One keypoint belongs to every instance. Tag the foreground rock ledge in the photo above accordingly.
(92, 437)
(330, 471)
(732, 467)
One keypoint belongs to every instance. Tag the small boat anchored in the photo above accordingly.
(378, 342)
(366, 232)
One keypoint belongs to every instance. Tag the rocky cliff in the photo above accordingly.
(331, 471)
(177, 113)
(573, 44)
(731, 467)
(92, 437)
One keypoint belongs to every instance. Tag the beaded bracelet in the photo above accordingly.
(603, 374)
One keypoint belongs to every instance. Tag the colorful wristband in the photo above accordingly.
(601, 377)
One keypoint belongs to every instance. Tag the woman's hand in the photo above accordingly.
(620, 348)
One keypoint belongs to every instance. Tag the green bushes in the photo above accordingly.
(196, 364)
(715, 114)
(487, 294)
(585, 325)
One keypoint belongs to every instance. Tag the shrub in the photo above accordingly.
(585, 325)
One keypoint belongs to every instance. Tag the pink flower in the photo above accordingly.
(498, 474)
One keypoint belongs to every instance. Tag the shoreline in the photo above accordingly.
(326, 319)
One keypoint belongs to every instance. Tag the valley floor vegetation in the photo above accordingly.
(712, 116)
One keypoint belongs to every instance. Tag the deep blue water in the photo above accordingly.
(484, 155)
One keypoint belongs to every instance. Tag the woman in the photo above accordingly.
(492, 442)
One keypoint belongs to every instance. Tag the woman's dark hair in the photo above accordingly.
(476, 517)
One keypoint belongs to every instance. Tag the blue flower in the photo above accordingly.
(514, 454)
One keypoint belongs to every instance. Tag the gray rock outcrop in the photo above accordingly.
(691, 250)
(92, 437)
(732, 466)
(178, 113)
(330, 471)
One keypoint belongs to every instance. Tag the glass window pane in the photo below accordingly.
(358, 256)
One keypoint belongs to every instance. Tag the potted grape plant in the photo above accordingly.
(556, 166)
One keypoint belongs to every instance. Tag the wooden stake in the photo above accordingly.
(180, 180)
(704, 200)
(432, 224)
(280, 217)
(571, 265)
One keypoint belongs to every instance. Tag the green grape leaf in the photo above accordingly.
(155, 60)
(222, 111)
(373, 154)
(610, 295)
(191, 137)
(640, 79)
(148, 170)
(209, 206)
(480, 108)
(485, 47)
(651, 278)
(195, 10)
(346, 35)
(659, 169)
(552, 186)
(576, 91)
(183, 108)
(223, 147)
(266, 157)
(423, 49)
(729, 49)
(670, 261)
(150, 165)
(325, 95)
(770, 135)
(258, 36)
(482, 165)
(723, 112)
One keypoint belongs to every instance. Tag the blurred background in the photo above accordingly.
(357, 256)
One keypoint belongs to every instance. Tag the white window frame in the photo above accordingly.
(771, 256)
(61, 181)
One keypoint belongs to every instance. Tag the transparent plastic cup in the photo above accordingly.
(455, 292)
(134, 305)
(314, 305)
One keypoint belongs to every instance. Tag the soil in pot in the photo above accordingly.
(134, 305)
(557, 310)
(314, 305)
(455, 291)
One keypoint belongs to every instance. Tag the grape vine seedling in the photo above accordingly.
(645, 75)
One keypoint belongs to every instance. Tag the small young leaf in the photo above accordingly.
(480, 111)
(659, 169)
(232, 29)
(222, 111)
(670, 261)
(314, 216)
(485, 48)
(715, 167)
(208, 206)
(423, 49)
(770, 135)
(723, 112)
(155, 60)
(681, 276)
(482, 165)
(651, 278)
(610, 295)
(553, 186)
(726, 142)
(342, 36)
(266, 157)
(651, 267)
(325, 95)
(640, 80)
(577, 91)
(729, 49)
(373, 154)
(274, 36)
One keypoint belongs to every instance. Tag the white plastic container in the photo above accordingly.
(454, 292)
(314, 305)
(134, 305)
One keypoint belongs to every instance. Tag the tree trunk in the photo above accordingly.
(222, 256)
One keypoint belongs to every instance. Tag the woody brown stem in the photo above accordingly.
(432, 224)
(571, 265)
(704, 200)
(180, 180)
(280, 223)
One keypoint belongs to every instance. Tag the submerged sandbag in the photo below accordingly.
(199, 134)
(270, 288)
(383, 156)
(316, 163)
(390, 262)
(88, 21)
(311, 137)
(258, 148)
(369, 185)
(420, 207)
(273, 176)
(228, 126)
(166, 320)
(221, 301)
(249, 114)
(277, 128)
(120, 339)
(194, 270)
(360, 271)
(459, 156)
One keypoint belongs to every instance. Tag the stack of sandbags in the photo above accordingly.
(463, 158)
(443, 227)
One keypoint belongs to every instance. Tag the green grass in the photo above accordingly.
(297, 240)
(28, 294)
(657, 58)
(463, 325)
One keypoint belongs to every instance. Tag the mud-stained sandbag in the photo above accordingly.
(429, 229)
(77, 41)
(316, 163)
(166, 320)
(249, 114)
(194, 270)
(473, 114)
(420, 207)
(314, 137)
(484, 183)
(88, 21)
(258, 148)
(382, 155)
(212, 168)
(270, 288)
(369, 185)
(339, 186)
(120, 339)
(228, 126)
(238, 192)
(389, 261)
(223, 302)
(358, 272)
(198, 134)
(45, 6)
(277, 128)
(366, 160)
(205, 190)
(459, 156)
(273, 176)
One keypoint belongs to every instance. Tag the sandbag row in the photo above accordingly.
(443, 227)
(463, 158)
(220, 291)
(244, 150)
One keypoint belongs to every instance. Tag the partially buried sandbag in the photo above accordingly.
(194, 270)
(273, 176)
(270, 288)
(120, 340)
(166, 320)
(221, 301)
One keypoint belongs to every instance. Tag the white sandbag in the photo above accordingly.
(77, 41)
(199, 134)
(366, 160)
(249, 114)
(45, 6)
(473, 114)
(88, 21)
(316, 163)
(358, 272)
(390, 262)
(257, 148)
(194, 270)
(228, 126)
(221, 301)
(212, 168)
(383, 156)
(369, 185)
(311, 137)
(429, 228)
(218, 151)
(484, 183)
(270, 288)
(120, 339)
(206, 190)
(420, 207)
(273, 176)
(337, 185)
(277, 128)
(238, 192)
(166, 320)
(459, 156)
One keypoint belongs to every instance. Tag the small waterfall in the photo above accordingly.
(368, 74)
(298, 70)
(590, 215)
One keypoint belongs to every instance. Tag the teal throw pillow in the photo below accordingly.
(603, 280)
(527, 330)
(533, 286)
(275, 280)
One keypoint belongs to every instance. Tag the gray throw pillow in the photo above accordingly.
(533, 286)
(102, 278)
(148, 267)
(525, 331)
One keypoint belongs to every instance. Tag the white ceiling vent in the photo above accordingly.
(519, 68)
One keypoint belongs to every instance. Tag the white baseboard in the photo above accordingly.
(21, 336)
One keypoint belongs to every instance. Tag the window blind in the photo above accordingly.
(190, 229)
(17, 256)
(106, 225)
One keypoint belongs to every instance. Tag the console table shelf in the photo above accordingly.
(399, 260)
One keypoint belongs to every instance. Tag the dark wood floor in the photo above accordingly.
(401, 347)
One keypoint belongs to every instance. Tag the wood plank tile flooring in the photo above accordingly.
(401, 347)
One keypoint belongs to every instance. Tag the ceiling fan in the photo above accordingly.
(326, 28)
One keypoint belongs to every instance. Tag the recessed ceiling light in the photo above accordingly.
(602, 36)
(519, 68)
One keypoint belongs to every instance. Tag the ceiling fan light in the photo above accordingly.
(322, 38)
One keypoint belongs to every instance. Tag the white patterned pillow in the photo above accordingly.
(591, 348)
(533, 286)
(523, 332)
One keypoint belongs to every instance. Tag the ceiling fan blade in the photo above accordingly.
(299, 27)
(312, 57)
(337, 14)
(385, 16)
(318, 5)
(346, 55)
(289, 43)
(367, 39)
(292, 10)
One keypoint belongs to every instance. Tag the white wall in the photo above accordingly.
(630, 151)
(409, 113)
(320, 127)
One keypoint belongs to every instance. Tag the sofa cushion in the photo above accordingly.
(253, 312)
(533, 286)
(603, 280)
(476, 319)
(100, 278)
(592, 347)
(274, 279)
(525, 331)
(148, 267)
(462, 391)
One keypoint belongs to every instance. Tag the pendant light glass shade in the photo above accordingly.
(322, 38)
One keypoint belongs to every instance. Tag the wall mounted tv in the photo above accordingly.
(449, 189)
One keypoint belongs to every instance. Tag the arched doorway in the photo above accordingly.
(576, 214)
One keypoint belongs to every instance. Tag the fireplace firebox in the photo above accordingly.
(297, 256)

--- Your objective ---
Reproduce the lines word for word, starting at the one holding "One keypoint belongs to every instance. Tag the pendant" and ending at the final line of the material above.

--- Reply ---
One keypoint belongs to every instance. Tag the pendant light glass shade in the photo above accordingly.
(322, 38)
One keypoint belongs to every instance. Tag the wall mounted tv in the photo above accordingly.
(449, 189)
One keypoint belongs to every instance. Tag the arched doorway in the photo above accordingly.
(576, 214)
One keypoint belongs to every instance. Tag the fireplace firebox in the photo above accordingly.
(297, 256)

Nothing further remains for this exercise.